*Text section:*
[Start of section]
Comparison of hearing losses between responding and non-responding subjects following CHL simulation.

	Elicited	Unelicited	t value	P
oVEMP	18.33 ± 3.33	21.28 ± 4.52	1.59	0.13
cVEMP	20.38 ± 4.04	19.79 ± 4.91	0.30	0.77

Values are expressed as Mean ± SD.

Discussion

We first established a CHL model using soundproof earplugs to block the subjects' right external ear canals causing a mean ABG of 22.66 ± 4.28 dB. Following simulated CHL, oVEMPs response rates decreased from 100% to 38.1%, and cVEMPs response rates from 100% to 61.9%. In addition, our results show that CHL significantly impacts oVEMPs and cVEMPs parameters, including elevated thresholds, prolonged latencies, and attenuated amplitudes.

Our previous study showed that as the acoustic stimulus intensity decreased, response rates and amplitudes also decreased in both oVEMPs and cVEMPs among Chinese subjects under the age of 40 years (Zhang et al., 2014c). Moreover, a study showed that the VEMPs response rate in CHL patients (mean ABG of 26.8 ± 11.3 dB) was 64%, but increased to 86% after a paper patch was applied to the perforation tympanic membrane (Lee et al., 2014). Others found that patients with CHL whose ABG was greater than 20 dB typically showed no cVEMPs responses (Halmagyi et al., 1994). However, few studies reported CHL impacts on the response rate of oVEMPs. Wang et al. reported that oVEMPs were present in 18 of 24 healthy ears by ACS, but absent in patients with chronic otitis media (COM) (Wang et al., 2010). In the current study, oVEMPs and cVEMPs response rates decreased significantly due to decreased sound intensity transmission caused by soundproof earplug blockage. The cVEMPs response rates were consistent with Lee's results, although differed from Halmagyi's and Wang's. Moreover, the oVEMPs response rates were different from Wang's results. The reason for these discrepancies is probably the chronic inflammation caused by COM which impairs the function of utricle and saccule, leading to the decreased response rate.

Furthermore, Lee et al. showed that the P1 and N1 latencies of cVEMPs were delayed in COM patients, and the P1 latency was shortened after paper patching the tympanic membrane (Lee et al., 2014). In addition, Wang et al. demonstrated that the P1 and N1 latencies of cVEMPs were prolonged significantly in patients with middle ear effusion, which were shortened to within normal range after tympanic aspiration (Wang et al., 2009). However, there have been no reported studies showing impacts of CHL on oVEMPs. Our results show that in CHL, if cVEMPs can be elicited, P1 and N1 latencies are prolonged, which is consistent with Lee's results. Moreover, we also found that response thresholds were elevated, amplitudes attenuated, P1–N1 intervals was shortened at a marginal value. oVEMPs also showed elevated thresholds, decreased amplitudes, prolonged P1 and N1 latencies, as well as shortened P1–N1 intervals. Taken together, our results support the notion that CHL has significantly impacts on both oVEMPs and cVEMPs.
[End of section]
*Provided information:*
[Start of section]
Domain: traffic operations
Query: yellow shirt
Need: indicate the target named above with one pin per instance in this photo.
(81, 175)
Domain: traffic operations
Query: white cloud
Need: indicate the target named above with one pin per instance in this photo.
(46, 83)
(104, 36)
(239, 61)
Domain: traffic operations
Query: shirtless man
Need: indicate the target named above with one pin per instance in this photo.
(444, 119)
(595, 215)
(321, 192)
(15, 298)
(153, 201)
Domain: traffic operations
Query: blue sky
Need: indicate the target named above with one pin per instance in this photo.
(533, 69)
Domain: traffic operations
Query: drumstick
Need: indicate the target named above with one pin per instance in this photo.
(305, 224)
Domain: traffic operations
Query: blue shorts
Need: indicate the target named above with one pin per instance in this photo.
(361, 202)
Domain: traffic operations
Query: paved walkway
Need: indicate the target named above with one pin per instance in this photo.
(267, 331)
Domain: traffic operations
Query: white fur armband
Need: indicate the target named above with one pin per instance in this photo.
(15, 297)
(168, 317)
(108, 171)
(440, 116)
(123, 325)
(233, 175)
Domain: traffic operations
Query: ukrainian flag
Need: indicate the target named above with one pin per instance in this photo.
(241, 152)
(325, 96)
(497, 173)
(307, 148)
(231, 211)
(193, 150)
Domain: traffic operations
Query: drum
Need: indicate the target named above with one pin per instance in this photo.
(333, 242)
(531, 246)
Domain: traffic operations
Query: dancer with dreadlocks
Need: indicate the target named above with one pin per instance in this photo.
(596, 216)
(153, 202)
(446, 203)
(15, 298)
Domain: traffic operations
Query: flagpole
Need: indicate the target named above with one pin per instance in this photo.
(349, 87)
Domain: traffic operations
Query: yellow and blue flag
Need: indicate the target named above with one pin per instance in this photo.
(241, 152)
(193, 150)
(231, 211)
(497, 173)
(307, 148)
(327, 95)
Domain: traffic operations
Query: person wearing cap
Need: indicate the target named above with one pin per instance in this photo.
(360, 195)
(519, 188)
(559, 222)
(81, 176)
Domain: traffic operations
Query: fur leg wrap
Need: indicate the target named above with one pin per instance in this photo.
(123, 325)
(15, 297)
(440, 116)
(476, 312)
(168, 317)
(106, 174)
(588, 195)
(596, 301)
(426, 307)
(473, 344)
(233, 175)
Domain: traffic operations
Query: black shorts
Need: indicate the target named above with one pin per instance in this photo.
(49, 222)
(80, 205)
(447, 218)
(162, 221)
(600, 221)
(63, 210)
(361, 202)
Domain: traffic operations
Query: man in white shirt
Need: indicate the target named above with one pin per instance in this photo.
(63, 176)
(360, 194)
[End of section]
*Using the information:*
[1] List every distinct study citation, in parenthetical author-and-year form, that appears in the text on conductive hearing loss and VEMPs.
[2] Pick up the text on conductive hearing loss and VEMPs where it stops, and continue it.

*Task-by-task outputs:*
[1]
- Zhang et al., 2014c
- Lee et al., 2014
- Halmagyi et al., 1994
- Wang et al., 2010
- Wang et al., 2009

[2]
An intact conductive system in the middle ear is crucial for ACS-VEMPs, through which sound stimulus travels from middle ear to the inner ear. If sound energy transmission attenuates, as caused by conductive malfunction, including tympanic membrane perforation, middle ear effusion, otosclerosis, the saccule and utricle may receive insufficient energy for VEMPs to be successfully elicited. In the current study, oVEMPs were elicited in eight of the 21 ears with simulated CHL, which might be attribute to variation of sensitivity in otolithic functions among individuals. In addition, our results show no statistically insignificant correlation in response rates between oVEMPs and cVEMPs, which further support that oVEMPs and cVEMPs may have different origins. Interestingly, recent studies showed that bone conduct vibration (BCV), as a new stimulus for VEMPs, could stimulate otolithic end organs through the temporal bone directly. Herein, for patients with CHL, BCV may be used as a substitute stimulus to elicit VEMPs.

In conclusion, CHL can have impacts on VEMPs response rate and other parameters, leading to decreased response rates, prolonged latencies, elevated thresholds and decreased amplitudes.

Conflicts of interest

The authors declare no conflict of interest.